PROBLEM TO WORK ON: Could the whole of the data below be written out verbatim?

---- MATERIAL SUPPLIED

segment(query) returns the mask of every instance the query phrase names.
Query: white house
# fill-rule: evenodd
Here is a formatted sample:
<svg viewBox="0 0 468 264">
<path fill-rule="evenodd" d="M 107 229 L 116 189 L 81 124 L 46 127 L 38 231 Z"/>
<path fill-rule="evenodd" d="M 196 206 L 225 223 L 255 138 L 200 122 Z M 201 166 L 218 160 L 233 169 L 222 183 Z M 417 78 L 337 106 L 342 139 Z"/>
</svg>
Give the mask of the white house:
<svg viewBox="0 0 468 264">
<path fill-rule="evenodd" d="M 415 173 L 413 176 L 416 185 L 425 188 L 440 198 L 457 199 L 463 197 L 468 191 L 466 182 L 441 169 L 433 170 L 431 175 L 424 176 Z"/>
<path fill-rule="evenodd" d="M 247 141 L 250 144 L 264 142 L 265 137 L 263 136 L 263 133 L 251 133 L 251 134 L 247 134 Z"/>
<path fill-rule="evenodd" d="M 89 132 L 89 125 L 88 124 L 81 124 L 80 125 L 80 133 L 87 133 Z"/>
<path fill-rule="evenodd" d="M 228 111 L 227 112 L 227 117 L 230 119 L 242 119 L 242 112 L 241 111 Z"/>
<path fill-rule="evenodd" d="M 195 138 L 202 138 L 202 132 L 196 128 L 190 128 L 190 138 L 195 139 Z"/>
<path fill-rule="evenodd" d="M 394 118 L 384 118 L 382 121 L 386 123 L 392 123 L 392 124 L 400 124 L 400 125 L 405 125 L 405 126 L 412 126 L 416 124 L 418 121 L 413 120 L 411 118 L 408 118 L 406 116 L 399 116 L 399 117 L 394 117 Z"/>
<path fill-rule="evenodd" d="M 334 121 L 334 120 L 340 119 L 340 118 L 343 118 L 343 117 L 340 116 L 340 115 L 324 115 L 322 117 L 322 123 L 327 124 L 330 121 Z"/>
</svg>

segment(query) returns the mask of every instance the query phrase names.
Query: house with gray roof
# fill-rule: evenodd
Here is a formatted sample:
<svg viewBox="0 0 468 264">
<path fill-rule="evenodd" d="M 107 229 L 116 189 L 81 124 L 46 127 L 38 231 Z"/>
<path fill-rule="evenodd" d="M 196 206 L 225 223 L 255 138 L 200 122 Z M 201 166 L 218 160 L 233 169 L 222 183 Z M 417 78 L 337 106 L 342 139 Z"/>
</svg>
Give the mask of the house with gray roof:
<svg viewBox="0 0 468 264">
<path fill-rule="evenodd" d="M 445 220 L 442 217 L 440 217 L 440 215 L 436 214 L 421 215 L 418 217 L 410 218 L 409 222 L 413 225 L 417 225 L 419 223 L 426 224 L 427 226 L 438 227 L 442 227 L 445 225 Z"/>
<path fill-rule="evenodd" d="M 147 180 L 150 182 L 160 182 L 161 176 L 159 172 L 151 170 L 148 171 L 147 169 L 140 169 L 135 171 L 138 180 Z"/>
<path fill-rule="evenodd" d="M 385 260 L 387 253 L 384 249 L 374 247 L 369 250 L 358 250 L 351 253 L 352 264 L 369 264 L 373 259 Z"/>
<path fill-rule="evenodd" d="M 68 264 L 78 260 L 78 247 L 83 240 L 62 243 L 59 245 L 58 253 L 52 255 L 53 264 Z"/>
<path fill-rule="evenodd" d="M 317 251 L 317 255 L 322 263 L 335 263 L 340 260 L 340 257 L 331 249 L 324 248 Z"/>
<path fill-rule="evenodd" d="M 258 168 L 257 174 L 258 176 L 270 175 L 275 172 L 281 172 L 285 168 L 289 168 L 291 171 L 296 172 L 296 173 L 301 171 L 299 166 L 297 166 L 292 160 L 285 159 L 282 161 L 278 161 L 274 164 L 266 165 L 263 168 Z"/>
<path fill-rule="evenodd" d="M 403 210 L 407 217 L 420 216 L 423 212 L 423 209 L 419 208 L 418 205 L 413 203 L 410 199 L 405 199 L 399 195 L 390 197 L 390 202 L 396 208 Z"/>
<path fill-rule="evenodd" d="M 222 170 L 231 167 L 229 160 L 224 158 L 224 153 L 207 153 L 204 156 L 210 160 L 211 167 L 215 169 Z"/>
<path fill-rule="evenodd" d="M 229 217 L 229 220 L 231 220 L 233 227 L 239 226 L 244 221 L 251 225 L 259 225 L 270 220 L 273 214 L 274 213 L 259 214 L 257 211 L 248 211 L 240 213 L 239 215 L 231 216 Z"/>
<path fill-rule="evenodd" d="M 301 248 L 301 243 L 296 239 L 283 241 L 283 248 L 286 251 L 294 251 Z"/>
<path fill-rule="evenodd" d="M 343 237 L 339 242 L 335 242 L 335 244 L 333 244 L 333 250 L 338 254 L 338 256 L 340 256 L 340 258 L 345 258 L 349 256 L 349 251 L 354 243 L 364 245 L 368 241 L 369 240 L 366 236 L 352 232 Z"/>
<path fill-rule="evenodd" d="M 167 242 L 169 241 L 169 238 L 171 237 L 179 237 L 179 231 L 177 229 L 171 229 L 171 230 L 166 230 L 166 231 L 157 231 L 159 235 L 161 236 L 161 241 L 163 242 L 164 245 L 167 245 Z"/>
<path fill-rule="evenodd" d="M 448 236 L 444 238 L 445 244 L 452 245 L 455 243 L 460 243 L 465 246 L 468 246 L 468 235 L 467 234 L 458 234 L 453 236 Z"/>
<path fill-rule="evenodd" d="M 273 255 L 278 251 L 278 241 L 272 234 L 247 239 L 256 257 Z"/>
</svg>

--------

WORKED SOLUTION:
segment(query) returns the mask of every instance the query phrase names.
Query: white house
# fill-rule: evenodd
Here is a formatted sample:
<svg viewBox="0 0 468 264">
<path fill-rule="evenodd" d="M 107 229 L 116 189 L 81 124 L 46 127 L 38 231 Z"/>
<path fill-rule="evenodd" d="M 196 206 L 225 223 L 255 138 L 200 122 Z M 201 166 L 218 160 L 233 169 L 222 183 Z M 417 78 L 337 106 L 342 139 Z"/>
</svg>
Give the mask of the white house:
<svg viewBox="0 0 468 264">
<path fill-rule="evenodd" d="M 415 173 L 413 176 L 416 185 L 425 188 L 440 198 L 457 199 L 463 197 L 468 191 L 466 182 L 441 169 L 433 170 L 431 175 L 424 176 Z"/>
<path fill-rule="evenodd" d="M 247 141 L 250 144 L 264 142 L 265 137 L 263 136 L 263 133 L 251 133 L 251 134 L 247 134 Z"/>
<path fill-rule="evenodd" d="M 89 132 L 89 125 L 88 124 L 81 124 L 80 125 L 80 133 L 87 133 Z"/>
<path fill-rule="evenodd" d="M 228 111 L 227 112 L 227 117 L 230 119 L 242 119 L 242 112 L 241 111 Z"/>
<path fill-rule="evenodd" d="M 195 138 L 202 138 L 202 132 L 196 128 L 190 128 L 190 138 L 195 139 Z"/>
<path fill-rule="evenodd" d="M 394 118 L 384 118 L 382 121 L 386 123 L 392 123 L 392 124 L 400 124 L 400 125 L 405 125 L 405 126 L 412 126 L 416 124 L 418 121 L 413 120 L 411 118 L 408 118 L 406 116 L 399 116 L 399 117 L 394 117 Z"/>
<path fill-rule="evenodd" d="M 334 121 L 334 120 L 340 119 L 340 118 L 343 118 L 343 117 L 340 116 L 340 115 L 324 115 L 322 117 L 322 123 L 327 124 L 330 121 Z"/>
</svg>

segment(query) returns the mask of every instance the query phrase names.
Query: house with gray roof
# fill-rule: evenodd
Here is a formatted sample:
<svg viewBox="0 0 468 264">
<path fill-rule="evenodd" d="M 107 229 L 116 189 L 81 124 L 46 127 L 38 231 Z"/>
<path fill-rule="evenodd" d="M 196 206 L 225 223 L 255 138 L 200 122 Z M 201 166 L 218 160 L 233 169 L 222 183 Z M 417 78 L 337 106 L 342 139 Z"/>
</svg>
Give the mask of the house with gray roof:
<svg viewBox="0 0 468 264">
<path fill-rule="evenodd" d="M 445 220 L 442 217 L 440 217 L 440 215 L 436 214 L 421 215 L 418 217 L 410 218 L 409 222 L 413 225 L 417 225 L 419 223 L 426 224 L 427 226 L 438 227 L 442 227 L 445 225 Z"/>
<path fill-rule="evenodd" d="M 147 180 L 150 182 L 160 182 L 161 176 L 159 172 L 151 170 L 148 171 L 147 169 L 140 169 L 135 171 L 138 180 Z"/>
<path fill-rule="evenodd" d="M 385 260 L 387 253 L 384 249 L 374 247 L 369 250 L 358 250 L 351 253 L 352 264 L 369 264 L 373 259 Z"/>
<path fill-rule="evenodd" d="M 68 264 L 78 260 L 78 247 L 83 240 L 62 243 L 59 245 L 58 253 L 52 255 L 53 264 Z"/>
<path fill-rule="evenodd" d="M 317 251 L 317 255 L 322 263 L 335 263 L 340 260 L 340 257 L 331 249 L 324 248 Z"/>
<path fill-rule="evenodd" d="M 258 168 L 257 174 L 258 176 L 270 175 L 275 172 L 281 172 L 285 168 L 289 168 L 291 171 L 296 172 L 296 173 L 301 171 L 299 166 L 297 166 L 292 160 L 285 159 L 282 161 L 278 161 L 274 164 L 266 165 L 263 168 Z"/>
<path fill-rule="evenodd" d="M 403 210 L 407 217 L 420 216 L 423 212 L 423 209 L 419 208 L 418 205 L 413 203 L 410 199 L 405 199 L 399 195 L 390 197 L 390 202 L 396 208 Z"/>
<path fill-rule="evenodd" d="M 222 170 L 231 167 L 229 160 L 224 158 L 224 153 L 207 153 L 204 156 L 210 160 L 211 167 L 215 169 Z"/>
<path fill-rule="evenodd" d="M 229 217 L 229 220 L 231 220 L 233 227 L 239 226 L 244 221 L 251 225 L 259 225 L 270 220 L 273 214 L 274 213 L 259 214 L 257 211 L 248 211 L 240 213 L 239 215 L 231 216 Z"/>
<path fill-rule="evenodd" d="M 301 248 L 301 243 L 296 239 L 283 241 L 283 248 L 286 251 L 294 251 Z"/>
<path fill-rule="evenodd" d="M 343 237 L 339 242 L 335 242 L 335 244 L 333 244 L 333 250 L 338 254 L 338 256 L 340 256 L 340 258 L 345 258 L 349 256 L 349 251 L 354 243 L 364 245 L 368 241 L 369 240 L 366 236 L 352 232 Z"/>
<path fill-rule="evenodd" d="M 167 242 L 169 241 L 169 238 L 171 237 L 179 237 L 179 231 L 177 229 L 171 229 L 171 230 L 166 230 L 166 231 L 157 231 L 159 235 L 161 236 L 161 241 L 163 242 L 164 245 L 167 245 Z"/>
<path fill-rule="evenodd" d="M 448 236 L 444 238 L 445 244 L 452 245 L 455 243 L 460 243 L 465 246 L 468 246 L 468 235 L 467 234 L 458 234 L 453 236 Z"/>
<path fill-rule="evenodd" d="M 273 255 L 278 251 L 278 241 L 272 234 L 247 239 L 256 257 Z"/>
</svg>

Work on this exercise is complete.